Work task: Quote exactly the lines running from the line with "Target: pink ear" to the end of the entries, including both, and nothing else.
*** Records provided Section Begins ***
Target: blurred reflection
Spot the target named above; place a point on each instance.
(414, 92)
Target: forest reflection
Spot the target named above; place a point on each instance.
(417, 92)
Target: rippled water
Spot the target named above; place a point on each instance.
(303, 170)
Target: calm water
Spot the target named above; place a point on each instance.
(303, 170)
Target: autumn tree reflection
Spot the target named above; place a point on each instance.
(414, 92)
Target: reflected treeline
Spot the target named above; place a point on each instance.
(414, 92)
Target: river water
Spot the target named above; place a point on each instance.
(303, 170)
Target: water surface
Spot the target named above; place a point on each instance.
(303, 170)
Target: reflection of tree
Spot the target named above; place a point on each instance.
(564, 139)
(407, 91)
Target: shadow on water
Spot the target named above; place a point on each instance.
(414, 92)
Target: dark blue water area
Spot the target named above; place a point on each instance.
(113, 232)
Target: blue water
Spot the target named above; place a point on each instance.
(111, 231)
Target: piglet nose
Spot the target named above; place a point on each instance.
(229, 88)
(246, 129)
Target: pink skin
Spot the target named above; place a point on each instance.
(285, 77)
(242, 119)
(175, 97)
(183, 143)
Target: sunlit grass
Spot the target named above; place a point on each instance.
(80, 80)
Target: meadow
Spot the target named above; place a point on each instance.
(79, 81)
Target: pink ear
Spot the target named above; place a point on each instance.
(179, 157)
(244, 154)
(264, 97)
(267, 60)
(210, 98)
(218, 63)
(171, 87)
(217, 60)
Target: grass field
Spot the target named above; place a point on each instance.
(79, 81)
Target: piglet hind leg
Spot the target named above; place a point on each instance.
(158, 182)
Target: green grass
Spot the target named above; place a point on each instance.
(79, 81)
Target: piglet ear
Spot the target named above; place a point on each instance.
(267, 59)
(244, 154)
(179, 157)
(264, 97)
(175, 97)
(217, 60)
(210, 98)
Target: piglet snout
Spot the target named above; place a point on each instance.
*** Records provided Section Ends ***
Response area:
Target: pink ear
Spot the target named above; place a point on each instance.
(179, 157)
(244, 154)
(264, 97)
(267, 60)
(210, 98)
(218, 63)
(171, 87)
(217, 60)
Target: grass field
Spot the target named above; place a point on each instance.
(79, 81)
Target: piglet hind leg
Spot the target named above; place a point on each instance.
(158, 182)
Target: green grass
Spot the target named above; place a point on each instance.
(79, 81)
Target: piglet ear
Spot the target named above; place a point on each instance.
(267, 59)
(244, 154)
(179, 157)
(264, 97)
(175, 97)
(217, 60)
(210, 98)
Target: piglet snout
Spot the target named above; place a point on each instance.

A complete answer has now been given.